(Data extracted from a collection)
====
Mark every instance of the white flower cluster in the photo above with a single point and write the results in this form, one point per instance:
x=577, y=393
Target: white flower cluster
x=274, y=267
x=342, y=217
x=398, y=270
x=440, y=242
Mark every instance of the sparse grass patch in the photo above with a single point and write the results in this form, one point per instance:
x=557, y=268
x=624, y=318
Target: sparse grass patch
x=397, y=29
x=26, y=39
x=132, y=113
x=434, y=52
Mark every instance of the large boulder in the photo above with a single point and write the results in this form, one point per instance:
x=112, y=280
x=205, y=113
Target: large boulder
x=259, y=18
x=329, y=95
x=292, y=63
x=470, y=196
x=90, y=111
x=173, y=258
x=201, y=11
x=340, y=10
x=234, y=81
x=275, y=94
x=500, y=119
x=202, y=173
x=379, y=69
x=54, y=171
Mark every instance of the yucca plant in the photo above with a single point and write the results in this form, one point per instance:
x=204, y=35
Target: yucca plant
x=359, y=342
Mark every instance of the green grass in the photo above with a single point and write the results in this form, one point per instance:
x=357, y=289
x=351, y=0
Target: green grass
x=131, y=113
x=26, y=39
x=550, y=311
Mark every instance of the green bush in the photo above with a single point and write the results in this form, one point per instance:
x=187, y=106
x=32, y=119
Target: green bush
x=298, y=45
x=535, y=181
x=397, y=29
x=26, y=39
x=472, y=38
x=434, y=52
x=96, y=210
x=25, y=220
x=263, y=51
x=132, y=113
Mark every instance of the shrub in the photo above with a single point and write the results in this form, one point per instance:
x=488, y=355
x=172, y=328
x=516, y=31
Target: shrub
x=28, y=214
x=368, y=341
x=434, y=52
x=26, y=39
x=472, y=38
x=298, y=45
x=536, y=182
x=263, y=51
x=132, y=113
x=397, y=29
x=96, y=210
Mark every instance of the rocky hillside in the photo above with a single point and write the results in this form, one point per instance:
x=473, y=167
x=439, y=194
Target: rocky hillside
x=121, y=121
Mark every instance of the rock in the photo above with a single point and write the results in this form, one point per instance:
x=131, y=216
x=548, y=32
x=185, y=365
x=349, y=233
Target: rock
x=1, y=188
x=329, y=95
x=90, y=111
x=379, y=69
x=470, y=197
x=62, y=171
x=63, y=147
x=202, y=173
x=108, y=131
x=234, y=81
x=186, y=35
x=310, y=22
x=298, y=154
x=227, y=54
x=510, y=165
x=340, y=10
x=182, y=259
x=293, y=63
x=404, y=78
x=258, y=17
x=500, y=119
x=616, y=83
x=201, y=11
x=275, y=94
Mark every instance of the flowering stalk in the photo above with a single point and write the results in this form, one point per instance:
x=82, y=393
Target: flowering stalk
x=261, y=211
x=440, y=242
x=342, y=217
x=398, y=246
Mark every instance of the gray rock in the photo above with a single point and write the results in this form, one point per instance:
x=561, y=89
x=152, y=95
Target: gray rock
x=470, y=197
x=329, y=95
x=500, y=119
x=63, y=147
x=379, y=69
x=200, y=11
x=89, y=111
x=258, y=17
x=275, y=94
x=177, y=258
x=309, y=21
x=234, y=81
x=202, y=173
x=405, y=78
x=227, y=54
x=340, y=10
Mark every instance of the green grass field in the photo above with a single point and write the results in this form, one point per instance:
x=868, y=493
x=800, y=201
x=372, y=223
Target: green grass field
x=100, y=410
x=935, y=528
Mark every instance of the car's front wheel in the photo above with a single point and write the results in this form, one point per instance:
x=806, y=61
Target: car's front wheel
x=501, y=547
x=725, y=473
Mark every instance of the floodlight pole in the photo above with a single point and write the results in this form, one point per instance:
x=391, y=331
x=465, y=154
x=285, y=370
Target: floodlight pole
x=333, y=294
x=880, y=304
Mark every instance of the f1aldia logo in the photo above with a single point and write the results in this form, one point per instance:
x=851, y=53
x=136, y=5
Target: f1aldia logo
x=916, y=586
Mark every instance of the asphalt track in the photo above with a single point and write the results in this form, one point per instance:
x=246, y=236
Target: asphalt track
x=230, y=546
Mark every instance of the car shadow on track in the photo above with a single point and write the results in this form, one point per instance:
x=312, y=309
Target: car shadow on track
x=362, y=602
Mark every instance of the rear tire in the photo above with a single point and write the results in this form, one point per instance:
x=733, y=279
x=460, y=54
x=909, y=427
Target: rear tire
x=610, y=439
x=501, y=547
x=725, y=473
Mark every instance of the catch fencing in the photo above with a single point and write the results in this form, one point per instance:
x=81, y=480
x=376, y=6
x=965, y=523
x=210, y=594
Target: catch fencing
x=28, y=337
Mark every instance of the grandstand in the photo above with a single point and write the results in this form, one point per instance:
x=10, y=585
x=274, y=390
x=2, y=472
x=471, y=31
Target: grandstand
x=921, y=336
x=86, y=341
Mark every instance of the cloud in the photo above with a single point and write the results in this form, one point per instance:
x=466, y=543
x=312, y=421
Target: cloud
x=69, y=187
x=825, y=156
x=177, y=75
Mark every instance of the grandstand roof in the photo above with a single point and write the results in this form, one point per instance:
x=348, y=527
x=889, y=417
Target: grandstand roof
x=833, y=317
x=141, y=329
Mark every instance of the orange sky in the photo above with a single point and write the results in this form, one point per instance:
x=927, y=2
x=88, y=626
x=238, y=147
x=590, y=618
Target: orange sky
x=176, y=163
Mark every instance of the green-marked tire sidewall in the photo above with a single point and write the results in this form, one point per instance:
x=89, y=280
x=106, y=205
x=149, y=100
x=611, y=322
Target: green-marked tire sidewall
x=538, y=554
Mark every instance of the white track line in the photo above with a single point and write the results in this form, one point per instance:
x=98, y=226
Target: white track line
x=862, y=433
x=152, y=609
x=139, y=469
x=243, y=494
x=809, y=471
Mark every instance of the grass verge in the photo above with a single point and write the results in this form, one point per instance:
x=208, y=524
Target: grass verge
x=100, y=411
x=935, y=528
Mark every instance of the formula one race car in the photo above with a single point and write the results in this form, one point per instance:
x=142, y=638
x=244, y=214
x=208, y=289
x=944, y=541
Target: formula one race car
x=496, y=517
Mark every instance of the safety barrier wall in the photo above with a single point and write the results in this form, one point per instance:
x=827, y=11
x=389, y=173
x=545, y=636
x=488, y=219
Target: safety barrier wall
====
> [Exercise aim]: Taking the records above as input, show every line in which the word "barrier" is present.

> [Task result]:
Mark every instance of the safety barrier wall in the photo above with a single point and write the results in this form, one point per instance:
Target: safety barrier wall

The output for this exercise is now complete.